[Supplied material]
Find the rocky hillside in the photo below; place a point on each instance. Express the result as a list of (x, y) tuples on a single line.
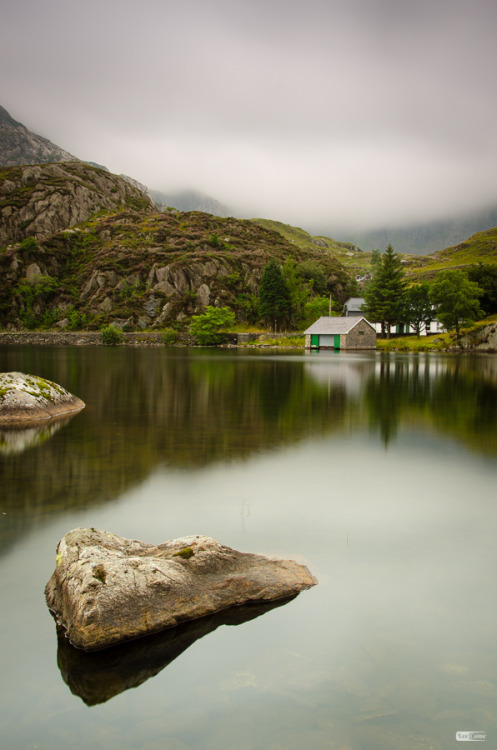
[(18, 145), (71, 260), (40, 200)]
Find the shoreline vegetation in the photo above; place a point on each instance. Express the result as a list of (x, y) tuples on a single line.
[(246, 339)]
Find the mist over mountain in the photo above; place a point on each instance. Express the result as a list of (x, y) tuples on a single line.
[(420, 238), (19, 146), (190, 200)]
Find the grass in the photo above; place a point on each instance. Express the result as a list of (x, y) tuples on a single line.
[(285, 342), (437, 342)]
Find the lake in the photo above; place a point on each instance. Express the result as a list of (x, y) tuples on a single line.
[(377, 471)]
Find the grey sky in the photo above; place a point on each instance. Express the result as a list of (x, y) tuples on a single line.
[(354, 113)]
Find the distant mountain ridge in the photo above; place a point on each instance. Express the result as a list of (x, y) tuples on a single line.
[(189, 200), (18, 145), (424, 238)]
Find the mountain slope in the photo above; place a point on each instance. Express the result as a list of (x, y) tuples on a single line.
[(42, 199), (189, 200), (18, 145), (428, 237), (479, 248), (350, 255), (129, 265)]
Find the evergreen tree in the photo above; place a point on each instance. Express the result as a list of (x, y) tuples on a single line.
[(485, 276), (456, 300), (384, 297), (274, 297), (418, 307)]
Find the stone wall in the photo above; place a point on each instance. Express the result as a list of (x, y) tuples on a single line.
[(74, 338)]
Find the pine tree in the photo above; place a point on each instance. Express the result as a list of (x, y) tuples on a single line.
[(385, 294), (274, 297), (456, 299)]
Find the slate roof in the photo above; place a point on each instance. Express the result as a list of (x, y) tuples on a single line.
[(335, 325)]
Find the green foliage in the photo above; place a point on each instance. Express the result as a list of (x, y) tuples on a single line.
[(169, 336), (111, 335), (456, 300), (314, 273), (298, 289), (214, 241), (29, 244), (418, 307), (317, 307), (77, 320), (274, 297), (485, 275), (384, 297), (206, 328)]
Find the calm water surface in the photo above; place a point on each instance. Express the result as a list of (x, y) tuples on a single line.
[(377, 471)]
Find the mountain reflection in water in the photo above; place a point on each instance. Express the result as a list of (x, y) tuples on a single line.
[(187, 409)]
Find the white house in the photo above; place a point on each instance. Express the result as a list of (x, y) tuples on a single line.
[(340, 333), (353, 308)]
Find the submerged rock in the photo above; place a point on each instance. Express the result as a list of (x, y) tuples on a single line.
[(26, 399), (98, 676), (106, 590)]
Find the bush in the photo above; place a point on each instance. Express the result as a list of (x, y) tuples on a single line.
[(29, 244), (205, 328), (169, 336), (111, 335)]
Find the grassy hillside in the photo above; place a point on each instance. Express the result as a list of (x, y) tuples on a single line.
[(354, 259), (480, 248), (144, 269)]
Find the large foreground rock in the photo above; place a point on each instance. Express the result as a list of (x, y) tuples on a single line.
[(106, 589), (27, 399)]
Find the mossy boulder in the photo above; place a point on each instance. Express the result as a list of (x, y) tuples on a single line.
[(27, 399), (106, 590)]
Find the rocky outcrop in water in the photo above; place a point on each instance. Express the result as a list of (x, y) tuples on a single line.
[(483, 338), (27, 399), (106, 590)]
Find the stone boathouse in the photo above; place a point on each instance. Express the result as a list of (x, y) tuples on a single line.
[(341, 333)]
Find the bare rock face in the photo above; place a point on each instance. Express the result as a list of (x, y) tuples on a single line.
[(43, 199), (27, 399), (106, 590)]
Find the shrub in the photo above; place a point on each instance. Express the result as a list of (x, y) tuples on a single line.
[(111, 335), (205, 328), (169, 336), (29, 244)]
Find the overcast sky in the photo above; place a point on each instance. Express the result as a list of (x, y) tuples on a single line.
[(352, 113)]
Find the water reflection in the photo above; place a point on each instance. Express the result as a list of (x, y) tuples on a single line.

[Problem statement]
Could you duplicate the records word for word, from the line with "Find the distant" up to and including the line with "[(385, 294), (274, 297), (456, 299)]"?

[Exercise solution]
Find the distant mountain ridge in the photo above; place a point on each instance. Express the result as a list of (x, y) tuples on a single line.
[(189, 200), (18, 145), (424, 238)]
Find the mountain slope in the photo above; place a point on each instance. Express the result as a list of (x, y) tuples on a single line.
[(42, 199), (189, 200), (18, 145), (428, 237), (479, 248), (350, 255), (129, 265)]
Find the evergreen tree in the photo above; place a point on each instance. Express the result as a list of (x, y) tuples on a single line.
[(485, 276), (456, 300), (384, 297), (274, 297), (418, 307)]
Find the stone wall in the photo above; place a point on each instance. Express the result as a list of (x, y) tuples on a single line.
[(74, 338)]
Find the pine tree in the photo above; place a point on each instance. Express the result as a list of (x, y) tuples on a single line.
[(385, 294), (274, 297), (456, 299)]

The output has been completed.